WHAT TO PRODUCE
Rewrite the listing below with every "dining chair" changed to "armchair" and everything else left unchanged.
* * *
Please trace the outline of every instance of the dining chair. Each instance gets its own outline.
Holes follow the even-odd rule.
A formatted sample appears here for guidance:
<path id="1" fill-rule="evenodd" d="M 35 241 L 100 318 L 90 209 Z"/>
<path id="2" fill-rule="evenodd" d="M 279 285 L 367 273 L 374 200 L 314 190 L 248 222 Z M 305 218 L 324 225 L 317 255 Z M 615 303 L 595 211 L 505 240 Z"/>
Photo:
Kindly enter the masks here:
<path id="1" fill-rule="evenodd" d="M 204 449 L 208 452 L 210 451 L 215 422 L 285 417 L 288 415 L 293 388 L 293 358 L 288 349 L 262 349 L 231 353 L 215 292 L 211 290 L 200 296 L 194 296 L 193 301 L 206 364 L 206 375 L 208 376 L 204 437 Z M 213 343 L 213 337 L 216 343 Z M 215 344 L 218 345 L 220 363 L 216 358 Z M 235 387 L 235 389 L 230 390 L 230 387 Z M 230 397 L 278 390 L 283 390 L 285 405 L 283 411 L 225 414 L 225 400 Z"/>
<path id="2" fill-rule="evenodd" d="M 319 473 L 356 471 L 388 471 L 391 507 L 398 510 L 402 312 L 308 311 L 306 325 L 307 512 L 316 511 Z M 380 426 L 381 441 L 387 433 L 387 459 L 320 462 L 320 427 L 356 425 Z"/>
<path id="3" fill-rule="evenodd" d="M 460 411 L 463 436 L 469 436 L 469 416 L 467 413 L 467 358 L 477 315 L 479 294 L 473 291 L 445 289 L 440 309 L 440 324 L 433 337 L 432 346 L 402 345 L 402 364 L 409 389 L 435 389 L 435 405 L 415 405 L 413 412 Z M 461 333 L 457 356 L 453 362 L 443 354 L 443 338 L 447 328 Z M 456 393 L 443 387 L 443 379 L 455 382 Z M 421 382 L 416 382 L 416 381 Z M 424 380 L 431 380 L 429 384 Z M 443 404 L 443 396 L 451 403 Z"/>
* * *
TASK RESPONSE
Please trace the outline of every instance of the armchair. Each instance gets its own outline.
Holes follow the even-odd rule.
A formatted sample appears here for guidance:
<path id="1" fill-rule="evenodd" d="M 35 241 L 100 318 L 90 209 Z"/>
<path id="2" fill-rule="evenodd" d="M 279 285 L 367 273 L 374 200 L 314 190 L 248 222 Z M 305 218 L 324 225 L 317 255 Z M 615 303 L 595 211 L 505 240 Z"/>
Photo:
Kindly enter the masks here:
<path id="1" fill-rule="evenodd" d="M 204 449 L 208 452 L 210 451 L 215 422 L 285 417 L 288 415 L 293 388 L 293 358 L 288 349 L 262 349 L 231 353 L 215 292 L 211 290 L 200 296 L 194 296 L 193 301 L 206 364 L 206 375 L 208 376 L 204 437 Z M 213 343 L 213 337 L 216 343 Z M 215 344 L 218 345 L 220 363 L 216 358 Z M 235 387 L 235 389 L 230 390 L 230 387 Z M 230 397 L 278 390 L 283 390 L 285 405 L 283 411 L 225 414 L 225 400 Z"/>
<path id="2" fill-rule="evenodd" d="M 319 473 L 356 471 L 388 471 L 391 507 L 398 510 L 402 312 L 308 311 L 306 325 L 307 512 L 316 511 Z M 380 426 L 381 441 L 387 433 L 387 459 L 320 462 L 320 427 L 356 425 Z"/>
<path id="3" fill-rule="evenodd" d="M 460 411 L 463 436 L 469 436 L 469 416 L 467 413 L 467 358 L 477 315 L 479 294 L 473 291 L 445 289 L 440 309 L 440 324 L 433 337 L 432 346 L 402 345 L 402 364 L 409 389 L 435 389 L 435 405 L 415 405 L 413 412 Z M 461 333 L 457 356 L 453 362 L 443 354 L 443 338 L 447 328 Z M 456 393 L 443 387 L 443 379 L 455 382 Z M 421 382 L 416 382 L 416 381 Z M 424 380 L 431 380 L 429 384 Z M 443 404 L 443 396 L 451 403 Z"/>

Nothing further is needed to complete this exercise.